▶ [Records supplied]
====

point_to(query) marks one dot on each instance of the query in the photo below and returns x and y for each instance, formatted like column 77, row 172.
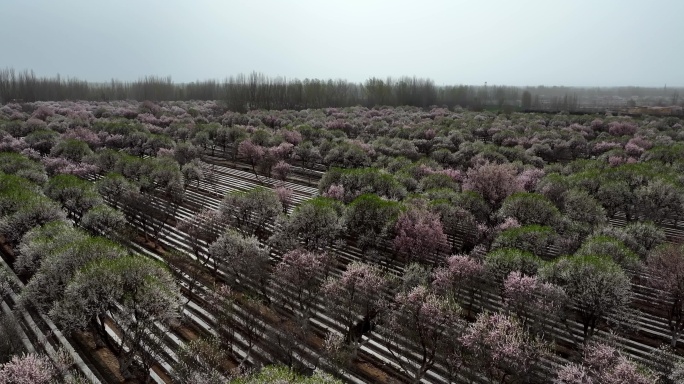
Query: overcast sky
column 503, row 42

====

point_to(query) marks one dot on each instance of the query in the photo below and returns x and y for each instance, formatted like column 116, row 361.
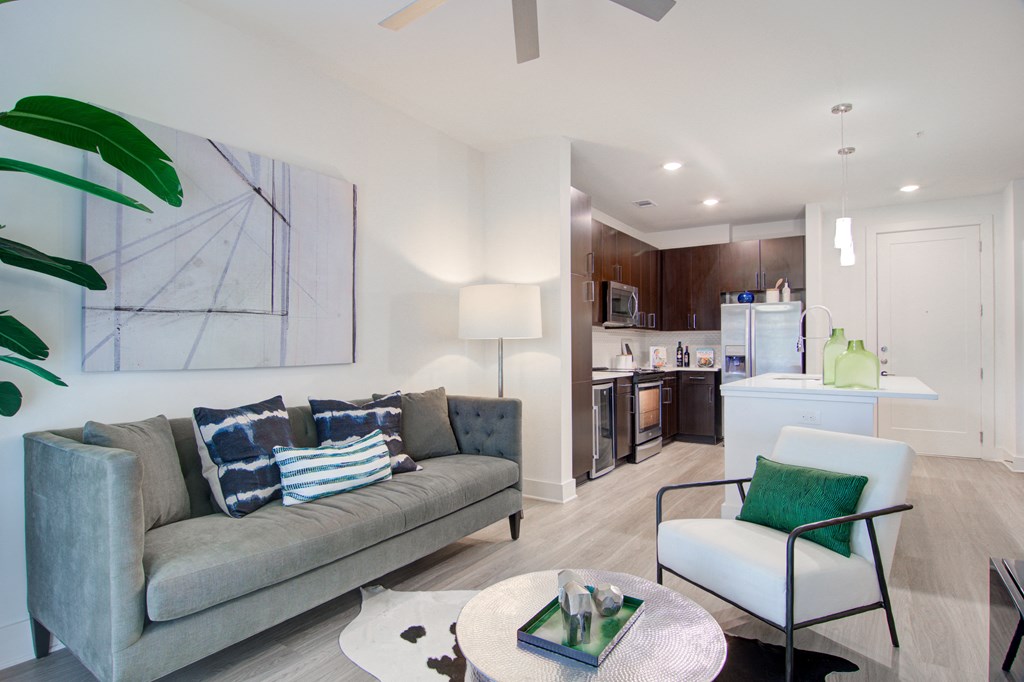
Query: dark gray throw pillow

====

▶ [What you will do]
Format the material as a JSON list of strings with one string per line, starting at the line containing "116, row 361." and ending at the line containing "Query: dark gray throw pillow", and omit blank lines. Leave out the picture.

▶ [Correct output]
[
  "point_to(query) marks one dot on each instance of the query in the photo below and returns x and y for each instance, formatted like column 116, row 361.",
  "Query: dark gray throw pillow"
]